記述問題 1: 記録のうち「logo」という語を含む行を数え、その数だけを答えてください。

抽出テキスト:
--------------------------------
人探しと浮気調査では、料金システムが異なることが一般的です。
人探しの場合は対象人物を見つけられるかどうか、成功の可否を確認しやすいため、多くの興信所で成功報酬型を採用しています。
この料金システムでは、特にふたつのことに注意してください。基本料金の内訳と、なにをもって成功とするのかのふたつです。
Point.1 基本料金とは?
基本料金には通常、調査にかかる人件費と諸経費が含まれています。
ただし、興信所によっては経費が含まれていない場合もあります。
これは、とても重要なことですから、基本料金のなかに一切の諸経費が含まれているかどうかを、しっかりと確認するようにしてくださいね。
興信所によっては、実際に調査をしてみなければ、どのくらい経費がかかるのかわからないからと、後日請求するところもありますが、注意が必要です。
実際にかかった金額よりも、多額の経費を請求してくる悪質な業者もあるからです。
料金のトラブルを避けるためには、基本料金と成功報酬をあわせた見積額以上に、追加料金が一切かからないことを確認して、契約書に明記されていることを確認したほうがよいでしょう。
はじめから、見積額以外の追加料金は一切かからないことを宣言している興信所であれば、安心度が高くなります。
--------------------------------
表示データ:
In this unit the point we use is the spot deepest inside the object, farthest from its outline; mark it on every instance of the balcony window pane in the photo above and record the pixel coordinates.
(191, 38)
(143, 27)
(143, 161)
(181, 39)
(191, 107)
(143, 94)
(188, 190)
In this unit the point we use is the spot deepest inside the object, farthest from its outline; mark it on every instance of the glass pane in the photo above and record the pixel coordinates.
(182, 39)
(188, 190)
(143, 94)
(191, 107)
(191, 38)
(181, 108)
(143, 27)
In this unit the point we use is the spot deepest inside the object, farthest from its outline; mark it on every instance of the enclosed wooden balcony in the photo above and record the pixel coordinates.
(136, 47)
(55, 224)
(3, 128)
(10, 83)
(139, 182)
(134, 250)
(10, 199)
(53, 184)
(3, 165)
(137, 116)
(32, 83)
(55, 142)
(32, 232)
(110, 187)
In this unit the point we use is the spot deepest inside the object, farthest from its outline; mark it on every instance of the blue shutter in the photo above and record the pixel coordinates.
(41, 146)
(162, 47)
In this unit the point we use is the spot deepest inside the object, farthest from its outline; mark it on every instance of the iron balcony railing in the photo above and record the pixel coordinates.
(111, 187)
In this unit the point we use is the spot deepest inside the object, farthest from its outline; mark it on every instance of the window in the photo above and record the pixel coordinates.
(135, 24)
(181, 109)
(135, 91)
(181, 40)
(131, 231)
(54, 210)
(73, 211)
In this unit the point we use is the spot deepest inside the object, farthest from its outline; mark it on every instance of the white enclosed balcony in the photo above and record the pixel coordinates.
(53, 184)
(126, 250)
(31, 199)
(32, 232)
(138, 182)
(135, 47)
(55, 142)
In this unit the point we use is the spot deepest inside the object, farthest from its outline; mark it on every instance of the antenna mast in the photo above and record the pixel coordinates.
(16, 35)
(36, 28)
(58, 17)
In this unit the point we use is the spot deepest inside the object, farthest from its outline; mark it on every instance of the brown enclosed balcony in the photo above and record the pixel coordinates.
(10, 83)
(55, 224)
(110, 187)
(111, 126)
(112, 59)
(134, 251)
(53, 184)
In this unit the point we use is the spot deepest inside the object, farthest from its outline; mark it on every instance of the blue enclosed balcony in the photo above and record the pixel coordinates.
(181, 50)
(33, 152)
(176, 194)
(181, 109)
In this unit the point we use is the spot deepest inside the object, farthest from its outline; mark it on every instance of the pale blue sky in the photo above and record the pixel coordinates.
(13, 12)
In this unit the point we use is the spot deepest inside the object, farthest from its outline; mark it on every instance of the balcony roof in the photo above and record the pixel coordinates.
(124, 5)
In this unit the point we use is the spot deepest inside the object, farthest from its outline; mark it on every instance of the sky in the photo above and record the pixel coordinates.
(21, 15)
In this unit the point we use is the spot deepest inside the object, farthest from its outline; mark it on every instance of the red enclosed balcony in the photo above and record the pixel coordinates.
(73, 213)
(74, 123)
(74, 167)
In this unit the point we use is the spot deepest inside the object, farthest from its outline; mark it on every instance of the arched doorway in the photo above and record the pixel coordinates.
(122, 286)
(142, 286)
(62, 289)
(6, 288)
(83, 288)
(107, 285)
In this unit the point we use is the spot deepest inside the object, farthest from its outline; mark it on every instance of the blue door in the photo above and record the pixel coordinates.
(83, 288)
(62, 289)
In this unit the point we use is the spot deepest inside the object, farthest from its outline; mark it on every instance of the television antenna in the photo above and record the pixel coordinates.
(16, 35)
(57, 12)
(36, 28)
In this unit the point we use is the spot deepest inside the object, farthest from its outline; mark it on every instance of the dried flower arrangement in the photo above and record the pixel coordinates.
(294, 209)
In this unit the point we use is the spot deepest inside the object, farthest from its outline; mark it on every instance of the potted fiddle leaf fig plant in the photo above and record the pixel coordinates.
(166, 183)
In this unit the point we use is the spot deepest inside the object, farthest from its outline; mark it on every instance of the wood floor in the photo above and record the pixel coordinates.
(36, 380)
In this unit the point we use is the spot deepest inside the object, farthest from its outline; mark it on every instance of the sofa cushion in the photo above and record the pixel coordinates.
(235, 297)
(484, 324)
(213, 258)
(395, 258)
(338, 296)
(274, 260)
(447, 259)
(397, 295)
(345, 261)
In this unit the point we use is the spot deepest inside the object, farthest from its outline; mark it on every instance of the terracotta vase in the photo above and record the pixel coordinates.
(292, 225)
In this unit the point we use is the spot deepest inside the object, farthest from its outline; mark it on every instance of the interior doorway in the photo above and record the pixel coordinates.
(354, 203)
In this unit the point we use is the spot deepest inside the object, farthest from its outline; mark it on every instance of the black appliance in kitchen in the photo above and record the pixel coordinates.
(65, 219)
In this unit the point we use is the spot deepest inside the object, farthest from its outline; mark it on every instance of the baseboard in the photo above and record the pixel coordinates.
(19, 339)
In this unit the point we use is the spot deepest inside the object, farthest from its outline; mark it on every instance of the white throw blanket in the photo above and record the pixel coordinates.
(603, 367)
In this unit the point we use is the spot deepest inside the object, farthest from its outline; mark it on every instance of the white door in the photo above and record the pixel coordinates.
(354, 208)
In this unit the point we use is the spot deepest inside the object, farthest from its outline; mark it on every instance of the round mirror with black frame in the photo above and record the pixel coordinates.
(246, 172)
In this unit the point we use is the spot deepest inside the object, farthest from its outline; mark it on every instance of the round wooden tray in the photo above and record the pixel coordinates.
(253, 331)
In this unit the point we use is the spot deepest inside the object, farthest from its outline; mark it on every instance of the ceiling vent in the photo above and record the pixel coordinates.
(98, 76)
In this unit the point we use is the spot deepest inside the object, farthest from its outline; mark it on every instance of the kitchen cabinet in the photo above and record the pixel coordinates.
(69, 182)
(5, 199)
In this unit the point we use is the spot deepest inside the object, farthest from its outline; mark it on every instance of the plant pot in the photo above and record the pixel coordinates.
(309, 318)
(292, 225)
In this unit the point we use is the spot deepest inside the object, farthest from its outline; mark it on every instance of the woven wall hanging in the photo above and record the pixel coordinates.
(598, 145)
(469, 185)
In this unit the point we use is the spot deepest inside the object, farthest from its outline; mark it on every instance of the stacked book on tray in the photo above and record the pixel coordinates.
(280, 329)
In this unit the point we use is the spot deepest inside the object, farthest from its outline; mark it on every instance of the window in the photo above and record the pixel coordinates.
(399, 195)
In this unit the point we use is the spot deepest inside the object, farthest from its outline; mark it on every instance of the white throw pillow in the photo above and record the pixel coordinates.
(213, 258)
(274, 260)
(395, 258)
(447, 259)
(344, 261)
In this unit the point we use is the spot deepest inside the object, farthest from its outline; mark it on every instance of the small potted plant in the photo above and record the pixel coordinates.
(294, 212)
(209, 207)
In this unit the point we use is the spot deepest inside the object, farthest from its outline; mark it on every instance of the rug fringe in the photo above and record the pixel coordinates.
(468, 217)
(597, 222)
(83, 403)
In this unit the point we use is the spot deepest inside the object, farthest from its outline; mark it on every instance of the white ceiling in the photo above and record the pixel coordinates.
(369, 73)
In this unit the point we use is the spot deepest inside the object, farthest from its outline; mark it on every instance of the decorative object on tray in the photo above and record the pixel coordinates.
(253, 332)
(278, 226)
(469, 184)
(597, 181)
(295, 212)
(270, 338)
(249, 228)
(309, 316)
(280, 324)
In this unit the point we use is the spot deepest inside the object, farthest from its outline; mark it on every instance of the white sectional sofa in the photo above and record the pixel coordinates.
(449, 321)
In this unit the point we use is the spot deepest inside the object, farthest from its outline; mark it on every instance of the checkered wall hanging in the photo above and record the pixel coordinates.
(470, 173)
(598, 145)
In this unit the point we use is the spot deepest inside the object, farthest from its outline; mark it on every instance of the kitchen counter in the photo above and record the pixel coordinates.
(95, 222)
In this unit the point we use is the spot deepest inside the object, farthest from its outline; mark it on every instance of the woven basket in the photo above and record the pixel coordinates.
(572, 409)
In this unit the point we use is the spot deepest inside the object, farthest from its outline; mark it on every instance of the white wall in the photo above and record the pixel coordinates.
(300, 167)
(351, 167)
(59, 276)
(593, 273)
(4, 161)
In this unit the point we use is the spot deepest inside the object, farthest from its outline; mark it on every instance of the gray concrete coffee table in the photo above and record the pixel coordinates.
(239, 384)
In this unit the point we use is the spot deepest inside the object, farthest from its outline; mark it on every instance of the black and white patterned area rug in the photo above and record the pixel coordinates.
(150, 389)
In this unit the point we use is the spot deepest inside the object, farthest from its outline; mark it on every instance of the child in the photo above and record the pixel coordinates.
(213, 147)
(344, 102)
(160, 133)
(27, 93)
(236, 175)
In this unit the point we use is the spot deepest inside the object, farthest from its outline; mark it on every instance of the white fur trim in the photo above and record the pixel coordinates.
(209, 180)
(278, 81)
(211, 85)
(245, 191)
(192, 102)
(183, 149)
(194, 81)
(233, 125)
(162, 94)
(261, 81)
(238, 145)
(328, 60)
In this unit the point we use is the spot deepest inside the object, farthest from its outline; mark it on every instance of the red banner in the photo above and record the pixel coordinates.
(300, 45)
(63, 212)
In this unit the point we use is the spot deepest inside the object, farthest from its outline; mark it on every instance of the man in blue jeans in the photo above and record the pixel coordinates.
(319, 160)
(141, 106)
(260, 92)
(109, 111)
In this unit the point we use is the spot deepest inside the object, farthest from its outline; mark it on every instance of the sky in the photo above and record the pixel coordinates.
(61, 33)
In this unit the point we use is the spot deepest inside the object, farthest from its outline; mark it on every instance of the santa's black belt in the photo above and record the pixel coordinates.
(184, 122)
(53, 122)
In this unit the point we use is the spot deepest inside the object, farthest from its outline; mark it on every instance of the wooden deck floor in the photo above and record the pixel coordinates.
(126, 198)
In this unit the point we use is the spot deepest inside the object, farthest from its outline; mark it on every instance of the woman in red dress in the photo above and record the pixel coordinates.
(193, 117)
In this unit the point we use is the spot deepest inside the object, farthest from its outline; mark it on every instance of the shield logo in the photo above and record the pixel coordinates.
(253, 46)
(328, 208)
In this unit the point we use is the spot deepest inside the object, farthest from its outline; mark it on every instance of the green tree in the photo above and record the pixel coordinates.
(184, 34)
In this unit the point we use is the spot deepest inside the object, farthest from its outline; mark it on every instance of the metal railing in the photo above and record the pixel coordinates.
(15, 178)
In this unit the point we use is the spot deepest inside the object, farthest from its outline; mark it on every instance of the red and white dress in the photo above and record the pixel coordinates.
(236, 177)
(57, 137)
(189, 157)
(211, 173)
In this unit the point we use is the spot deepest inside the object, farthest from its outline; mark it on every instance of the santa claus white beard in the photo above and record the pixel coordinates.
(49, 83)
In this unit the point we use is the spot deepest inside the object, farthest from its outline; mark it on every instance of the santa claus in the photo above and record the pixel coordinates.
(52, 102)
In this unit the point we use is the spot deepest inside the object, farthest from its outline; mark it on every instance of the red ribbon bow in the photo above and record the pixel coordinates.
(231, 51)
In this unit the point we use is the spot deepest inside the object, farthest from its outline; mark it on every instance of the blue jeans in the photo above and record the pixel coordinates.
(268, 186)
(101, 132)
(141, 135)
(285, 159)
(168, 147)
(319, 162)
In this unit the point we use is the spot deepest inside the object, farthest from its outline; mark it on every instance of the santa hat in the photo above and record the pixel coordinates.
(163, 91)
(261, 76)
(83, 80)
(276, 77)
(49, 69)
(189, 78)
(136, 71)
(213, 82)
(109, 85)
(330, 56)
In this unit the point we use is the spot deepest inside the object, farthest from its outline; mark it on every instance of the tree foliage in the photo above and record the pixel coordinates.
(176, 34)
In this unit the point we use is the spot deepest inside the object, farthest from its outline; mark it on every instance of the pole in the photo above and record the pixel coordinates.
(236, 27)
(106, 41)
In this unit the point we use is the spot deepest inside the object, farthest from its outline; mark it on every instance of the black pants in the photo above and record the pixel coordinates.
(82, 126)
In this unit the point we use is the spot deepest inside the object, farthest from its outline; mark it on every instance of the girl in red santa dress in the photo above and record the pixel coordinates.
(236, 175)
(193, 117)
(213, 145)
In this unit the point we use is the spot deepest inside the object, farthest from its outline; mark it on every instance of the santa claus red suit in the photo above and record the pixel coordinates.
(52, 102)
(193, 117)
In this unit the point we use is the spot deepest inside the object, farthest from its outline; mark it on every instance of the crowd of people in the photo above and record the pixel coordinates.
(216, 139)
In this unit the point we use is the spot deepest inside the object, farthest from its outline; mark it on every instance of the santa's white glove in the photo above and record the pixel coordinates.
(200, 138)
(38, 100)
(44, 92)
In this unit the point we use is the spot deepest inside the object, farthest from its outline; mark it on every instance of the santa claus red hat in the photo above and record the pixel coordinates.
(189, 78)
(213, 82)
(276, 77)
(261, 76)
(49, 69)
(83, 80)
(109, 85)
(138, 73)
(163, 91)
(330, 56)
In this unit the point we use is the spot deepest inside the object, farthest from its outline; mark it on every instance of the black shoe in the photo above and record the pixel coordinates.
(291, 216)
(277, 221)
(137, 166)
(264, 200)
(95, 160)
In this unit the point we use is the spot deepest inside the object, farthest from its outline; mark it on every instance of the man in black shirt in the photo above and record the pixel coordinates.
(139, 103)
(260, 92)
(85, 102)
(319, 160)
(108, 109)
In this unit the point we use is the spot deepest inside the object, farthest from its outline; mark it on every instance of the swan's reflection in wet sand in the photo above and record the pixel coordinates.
--------------------------------
記述問題 2: 興信所の料金に関する文章によると、人探しでは多くの興信所がどの料金システムを採用しているか。

正しい結果 1: 1

正しい結果 2: 成功報酬型